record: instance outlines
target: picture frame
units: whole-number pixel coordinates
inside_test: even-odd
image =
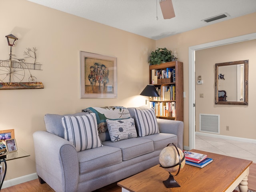
[[[18,150],[15,139],[6,139],[5,142],[7,152],[10,153]]]
[[[6,150],[6,147],[5,143],[2,140],[0,141],[0,152],[3,151],[5,151]]]
[[[0,141],[6,139],[14,139],[14,130],[8,129],[7,130],[0,130]]]
[[[117,58],[80,52],[80,98],[116,98]]]

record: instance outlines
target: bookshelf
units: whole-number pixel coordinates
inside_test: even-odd
[[[155,107],[158,118],[183,120],[183,65],[182,62],[174,61],[149,66],[149,84],[160,95],[150,100],[149,105]],[[168,74],[165,73],[167,70]],[[172,110],[174,104],[175,110]]]

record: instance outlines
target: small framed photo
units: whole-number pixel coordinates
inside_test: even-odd
[[[2,140],[2,141],[0,141],[0,152],[2,151],[5,151],[6,149],[5,144],[4,142],[2,141],[3,140]]]
[[[0,130],[0,141],[2,140],[5,141],[6,139],[14,138],[14,130]]]
[[[15,139],[6,139],[5,144],[7,152],[14,152],[18,150]]]

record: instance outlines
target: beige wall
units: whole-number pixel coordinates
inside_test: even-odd
[[[189,145],[188,48],[256,32],[256,20],[255,12],[156,41],[156,47],[165,47],[171,50],[176,48],[178,60],[183,62],[183,89],[186,94],[186,98],[184,98],[184,146]]]
[[[256,84],[256,76],[254,75],[256,71],[255,52],[256,40],[196,52],[195,76],[197,78],[201,75],[204,82],[201,85],[196,84],[196,131],[199,131],[199,114],[219,114],[221,134],[256,139],[254,121],[256,108],[256,100],[254,98],[256,94],[254,88]],[[249,60],[249,105],[215,105],[215,63],[246,60]],[[224,73],[224,74],[225,80],[220,80],[220,84],[226,83],[229,80],[229,77],[230,77],[227,75],[228,74]],[[225,75],[225,74],[227,75]],[[230,100],[229,97],[232,97],[232,94],[230,91],[227,91],[227,98]],[[200,94],[204,94],[204,98],[200,98]],[[226,130],[226,126],[229,126],[229,131]]]
[[[12,49],[18,58],[36,47],[43,70],[31,72],[44,86],[0,90],[0,130],[14,129],[18,147],[31,155],[8,162],[6,180],[36,172],[32,134],[45,129],[46,113],[145,104],[139,95],[148,83],[148,58],[155,41],[25,0],[1,0],[0,7],[0,60],[9,58],[9,34],[19,39]],[[117,57],[117,98],[80,98],[80,51]]]
[[[36,47],[43,70],[31,72],[45,87],[0,90],[0,129],[14,129],[18,146],[31,155],[8,162],[6,180],[36,172],[32,134],[45,129],[46,113],[144,104],[138,95],[148,82],[148,58],[156,47],[176,48],[184,63],[184,144],[188,146],[188,47],[256,32],[256,13],[154,41],[25,0],[1,0],[0,7],[0,59],[8,58],[4,37],[10,34],[19,38],[13,49],[18,58]],[[80,51],[117,58],[117,98],[80,98]]]

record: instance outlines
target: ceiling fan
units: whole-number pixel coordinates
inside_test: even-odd
[[[175,16],[172,0],[159,0],[159,4],[164,19],[170,19]]]

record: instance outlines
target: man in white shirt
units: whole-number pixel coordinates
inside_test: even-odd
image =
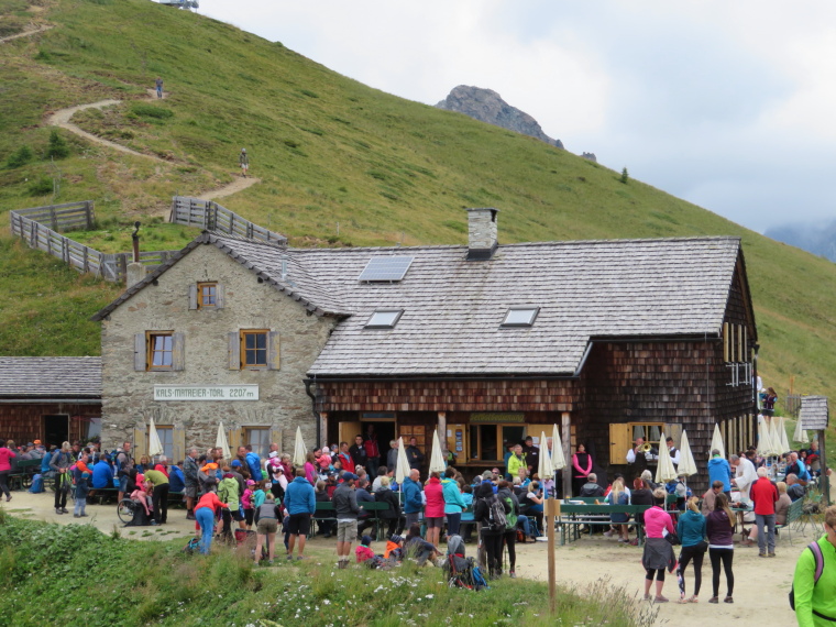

..............................

Qué hacer: Localiza en los datos de arriba cada línea que contenga la cadena "target" y cópiala. Ten en cuenta las mayúsculas y las minúsculas.

Resultado obtenido:
target: picture frame
target: bookshelf
target: small framed photo
target: beige wall
target: ceiling fan
target: man in white shirt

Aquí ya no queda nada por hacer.